(Passage provided Opens)

You realized a net loss on a sale or exchange of stock or other capital assets

You can use capital losses to offset unlimited capital gains and up to $3,000 of net loss to offset other income. First use your capital loss to offset your capital gains. If your losses exceed your gains, you may deduct up to $3000 of loss against ordinary income. Unused capital losses may be carried forward to the next tax year

Home mortgage deduction or equity financing

You paid mortgage interest during the year, or paid interest on a home equity account.



We recommend reading our article on homeowner taxes for more information.

State or local taxes

This deduction is allowed only if you itemize. Taxes allowed as a deduction include state and local income taxes, some real estate taxes, and some personal property taxes among others. Taxpayers can claim a deduction for sales tax if they do not claim a deduction for state and local income tax

Medical expenses

You paid more than a certain percent of your adjusted gross income in medical expenses

If you itemize, you may claim a deduction on certain medical expenses you paid for yourself, your spouse, or your dependents. Eligible expenses may include:

  • medical and dental expenses;
  • insurance premiums not paid for by pre-tax income or by someone else; and 
  • some medical-related travel expenses.

Self-employed individuals may deduct health insurance premiums. Medical expenses you pay for others (such as a parent) may be deductible if you pay the expenses according to certain rules.

Charitable contributions

You contributed cash or property to a qualified organization

If you itemize, you may generally deduct cash or property contributions to qualified organizations if you maintain proper documentation. There are different guidelines for cash versus property contributions. If you benefit from the contribution, you may be required to adjust the amount you seek to deduct by the fair market value of the benefit you received.

The Alternative Minimum Tax (AMT) can have a significant impact on how much you owe. Find out what it is and if you might have to pay it.

The Alternative Minimum Tax

The alternative minimum tax (AMT) is intended to make it harder for someone with a high level of income to use deductions, credits and exclusions to the extent that he or she ends up paying less tax than typical taxpayers with more modest income.

People who may fall into this category are required to recalculate their tax according to a different, or alternative, set of rules that determine the minimum amount of tax they have to pay. When the tax determined according to these rules is greater than your regular income tax, you have to pay additional tax to bring your total up to the minimum tax calculation.

(Passage provided Closes)
(Information shown Opens)

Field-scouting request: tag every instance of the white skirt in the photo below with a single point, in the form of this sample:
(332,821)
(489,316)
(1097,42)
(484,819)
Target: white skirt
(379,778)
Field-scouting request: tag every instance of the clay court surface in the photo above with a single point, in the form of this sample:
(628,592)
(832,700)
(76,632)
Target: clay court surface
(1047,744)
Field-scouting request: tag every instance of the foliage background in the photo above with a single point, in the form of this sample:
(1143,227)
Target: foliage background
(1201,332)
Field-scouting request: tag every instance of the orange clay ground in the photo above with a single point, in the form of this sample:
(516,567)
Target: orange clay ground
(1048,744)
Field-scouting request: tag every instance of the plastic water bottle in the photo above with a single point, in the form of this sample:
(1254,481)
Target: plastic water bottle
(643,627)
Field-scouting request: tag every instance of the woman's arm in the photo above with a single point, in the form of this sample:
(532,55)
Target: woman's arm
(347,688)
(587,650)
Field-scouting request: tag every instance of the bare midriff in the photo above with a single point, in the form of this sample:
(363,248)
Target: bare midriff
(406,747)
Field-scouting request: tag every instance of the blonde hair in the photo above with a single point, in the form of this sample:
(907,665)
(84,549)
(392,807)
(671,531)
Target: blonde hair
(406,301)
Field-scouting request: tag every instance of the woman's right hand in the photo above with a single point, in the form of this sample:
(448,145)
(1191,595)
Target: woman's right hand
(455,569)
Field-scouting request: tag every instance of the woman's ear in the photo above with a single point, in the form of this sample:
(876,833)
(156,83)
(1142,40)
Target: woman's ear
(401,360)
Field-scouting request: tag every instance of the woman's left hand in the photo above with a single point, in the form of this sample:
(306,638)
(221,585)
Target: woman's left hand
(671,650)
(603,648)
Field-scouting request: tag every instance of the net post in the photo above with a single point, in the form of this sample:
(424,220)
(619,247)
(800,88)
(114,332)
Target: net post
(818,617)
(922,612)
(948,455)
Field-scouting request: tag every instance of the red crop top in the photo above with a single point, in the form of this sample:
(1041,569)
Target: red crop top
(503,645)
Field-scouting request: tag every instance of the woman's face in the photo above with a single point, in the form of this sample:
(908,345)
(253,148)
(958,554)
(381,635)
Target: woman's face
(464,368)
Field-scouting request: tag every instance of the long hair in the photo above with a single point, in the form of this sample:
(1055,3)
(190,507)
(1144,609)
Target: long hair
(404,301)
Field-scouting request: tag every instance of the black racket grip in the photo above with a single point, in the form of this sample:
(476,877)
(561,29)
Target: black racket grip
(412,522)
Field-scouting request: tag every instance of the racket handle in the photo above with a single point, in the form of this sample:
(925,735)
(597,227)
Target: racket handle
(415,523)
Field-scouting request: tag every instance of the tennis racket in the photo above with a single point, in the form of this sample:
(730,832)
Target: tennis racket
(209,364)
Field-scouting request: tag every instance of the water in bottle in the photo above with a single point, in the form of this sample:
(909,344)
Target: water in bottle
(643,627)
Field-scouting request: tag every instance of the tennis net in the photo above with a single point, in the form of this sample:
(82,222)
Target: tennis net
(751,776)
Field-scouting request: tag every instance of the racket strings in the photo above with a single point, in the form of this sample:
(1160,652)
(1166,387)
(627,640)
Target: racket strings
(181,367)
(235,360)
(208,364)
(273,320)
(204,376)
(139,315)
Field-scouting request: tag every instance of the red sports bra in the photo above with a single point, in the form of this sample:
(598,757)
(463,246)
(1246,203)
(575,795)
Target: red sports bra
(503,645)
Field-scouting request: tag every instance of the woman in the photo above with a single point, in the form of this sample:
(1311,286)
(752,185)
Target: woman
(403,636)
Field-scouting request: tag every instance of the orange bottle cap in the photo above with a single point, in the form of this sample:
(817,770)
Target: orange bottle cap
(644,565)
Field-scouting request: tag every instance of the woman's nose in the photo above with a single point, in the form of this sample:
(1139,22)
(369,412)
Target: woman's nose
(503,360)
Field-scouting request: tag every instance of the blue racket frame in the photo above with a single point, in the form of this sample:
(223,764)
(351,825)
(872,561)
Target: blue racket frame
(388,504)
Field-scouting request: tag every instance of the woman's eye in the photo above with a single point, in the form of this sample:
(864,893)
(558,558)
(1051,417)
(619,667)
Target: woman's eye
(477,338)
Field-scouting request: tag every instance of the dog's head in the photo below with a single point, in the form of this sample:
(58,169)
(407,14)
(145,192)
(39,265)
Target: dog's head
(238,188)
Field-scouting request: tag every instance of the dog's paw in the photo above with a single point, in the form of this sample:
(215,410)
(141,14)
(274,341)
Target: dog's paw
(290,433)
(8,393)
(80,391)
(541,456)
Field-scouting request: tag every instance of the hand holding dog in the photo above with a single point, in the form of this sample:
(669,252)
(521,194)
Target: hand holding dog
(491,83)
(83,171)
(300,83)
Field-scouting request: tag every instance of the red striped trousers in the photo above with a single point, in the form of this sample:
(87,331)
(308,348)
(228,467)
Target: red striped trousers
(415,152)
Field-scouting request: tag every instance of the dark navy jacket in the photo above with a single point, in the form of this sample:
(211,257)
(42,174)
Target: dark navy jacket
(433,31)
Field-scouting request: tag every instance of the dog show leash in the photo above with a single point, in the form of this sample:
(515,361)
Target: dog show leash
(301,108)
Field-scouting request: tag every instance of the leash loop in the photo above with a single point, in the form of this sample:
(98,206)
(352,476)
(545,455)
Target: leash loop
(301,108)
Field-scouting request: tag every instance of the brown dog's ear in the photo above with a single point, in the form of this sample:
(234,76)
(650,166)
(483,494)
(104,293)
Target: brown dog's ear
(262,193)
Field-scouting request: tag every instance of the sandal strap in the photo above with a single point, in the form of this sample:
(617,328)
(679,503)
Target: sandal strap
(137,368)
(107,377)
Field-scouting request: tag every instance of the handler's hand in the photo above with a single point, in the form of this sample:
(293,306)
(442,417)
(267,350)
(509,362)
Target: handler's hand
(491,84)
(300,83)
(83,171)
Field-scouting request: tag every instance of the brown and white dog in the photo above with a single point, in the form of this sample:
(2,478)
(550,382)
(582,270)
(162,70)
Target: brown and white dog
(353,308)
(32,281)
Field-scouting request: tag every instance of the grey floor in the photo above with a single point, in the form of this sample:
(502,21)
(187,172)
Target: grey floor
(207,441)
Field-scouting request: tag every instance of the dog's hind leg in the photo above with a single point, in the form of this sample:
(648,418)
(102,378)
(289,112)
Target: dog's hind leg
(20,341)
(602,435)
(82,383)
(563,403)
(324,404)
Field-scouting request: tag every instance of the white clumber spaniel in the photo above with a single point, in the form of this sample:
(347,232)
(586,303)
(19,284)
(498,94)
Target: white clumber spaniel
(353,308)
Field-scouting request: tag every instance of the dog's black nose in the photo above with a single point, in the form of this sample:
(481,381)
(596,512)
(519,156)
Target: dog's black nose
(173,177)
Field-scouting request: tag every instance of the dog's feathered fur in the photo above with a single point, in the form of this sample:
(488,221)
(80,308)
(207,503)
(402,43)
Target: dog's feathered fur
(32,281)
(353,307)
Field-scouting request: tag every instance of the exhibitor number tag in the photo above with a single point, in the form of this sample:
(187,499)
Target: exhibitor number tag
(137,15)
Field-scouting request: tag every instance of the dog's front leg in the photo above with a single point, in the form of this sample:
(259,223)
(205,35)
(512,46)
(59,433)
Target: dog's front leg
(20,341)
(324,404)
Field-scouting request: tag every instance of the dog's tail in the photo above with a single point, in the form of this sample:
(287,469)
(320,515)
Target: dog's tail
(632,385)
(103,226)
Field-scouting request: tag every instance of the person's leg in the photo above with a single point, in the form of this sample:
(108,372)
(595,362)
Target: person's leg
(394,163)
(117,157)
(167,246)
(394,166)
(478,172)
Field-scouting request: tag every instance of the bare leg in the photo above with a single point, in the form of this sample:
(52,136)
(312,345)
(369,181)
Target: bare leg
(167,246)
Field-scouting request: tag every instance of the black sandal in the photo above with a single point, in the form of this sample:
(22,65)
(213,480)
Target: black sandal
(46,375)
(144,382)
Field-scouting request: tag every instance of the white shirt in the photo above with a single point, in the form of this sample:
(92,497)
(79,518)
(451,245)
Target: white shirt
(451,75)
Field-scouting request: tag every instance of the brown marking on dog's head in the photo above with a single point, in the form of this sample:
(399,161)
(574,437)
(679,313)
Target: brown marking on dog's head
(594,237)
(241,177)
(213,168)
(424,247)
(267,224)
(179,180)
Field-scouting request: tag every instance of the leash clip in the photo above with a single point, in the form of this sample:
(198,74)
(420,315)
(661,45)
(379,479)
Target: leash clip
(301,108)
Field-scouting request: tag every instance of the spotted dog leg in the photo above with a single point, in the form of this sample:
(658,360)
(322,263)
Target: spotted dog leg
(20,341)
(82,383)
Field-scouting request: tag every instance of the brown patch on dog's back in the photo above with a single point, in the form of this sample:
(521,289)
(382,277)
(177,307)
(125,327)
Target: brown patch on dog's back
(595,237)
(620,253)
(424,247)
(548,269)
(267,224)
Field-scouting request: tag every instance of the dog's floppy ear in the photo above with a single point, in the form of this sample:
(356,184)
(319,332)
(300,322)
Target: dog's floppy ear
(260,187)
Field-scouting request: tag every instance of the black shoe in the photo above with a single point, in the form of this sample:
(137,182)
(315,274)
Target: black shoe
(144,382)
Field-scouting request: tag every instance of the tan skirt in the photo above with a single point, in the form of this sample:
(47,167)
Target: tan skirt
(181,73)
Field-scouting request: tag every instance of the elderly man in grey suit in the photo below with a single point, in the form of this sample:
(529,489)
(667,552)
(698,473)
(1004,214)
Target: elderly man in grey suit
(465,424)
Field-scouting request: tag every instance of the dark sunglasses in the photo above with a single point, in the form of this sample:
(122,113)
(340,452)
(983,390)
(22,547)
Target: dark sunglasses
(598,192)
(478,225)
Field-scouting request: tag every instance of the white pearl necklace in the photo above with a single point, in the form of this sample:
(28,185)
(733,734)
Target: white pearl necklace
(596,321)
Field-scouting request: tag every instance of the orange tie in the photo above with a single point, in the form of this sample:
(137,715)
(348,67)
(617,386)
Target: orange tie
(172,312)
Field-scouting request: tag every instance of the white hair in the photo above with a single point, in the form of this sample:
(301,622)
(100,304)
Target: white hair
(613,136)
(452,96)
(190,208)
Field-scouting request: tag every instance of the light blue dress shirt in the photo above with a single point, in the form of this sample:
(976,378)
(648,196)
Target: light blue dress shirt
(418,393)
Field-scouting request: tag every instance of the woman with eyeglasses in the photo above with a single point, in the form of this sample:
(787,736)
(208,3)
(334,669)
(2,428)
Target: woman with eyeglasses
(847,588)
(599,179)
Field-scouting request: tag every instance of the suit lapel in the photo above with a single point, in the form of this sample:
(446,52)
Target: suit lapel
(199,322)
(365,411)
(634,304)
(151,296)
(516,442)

(Information shown Closes)

## Work to complete
Return the portion of the tax deductions passage from "You paid mortgage" up to and including "for more information.", copied word for word.

## Exercise answer
You paid mortgage interest during the year, or paid interest on a home equity account.



We recommend reading our article on homeowner taxes for more information.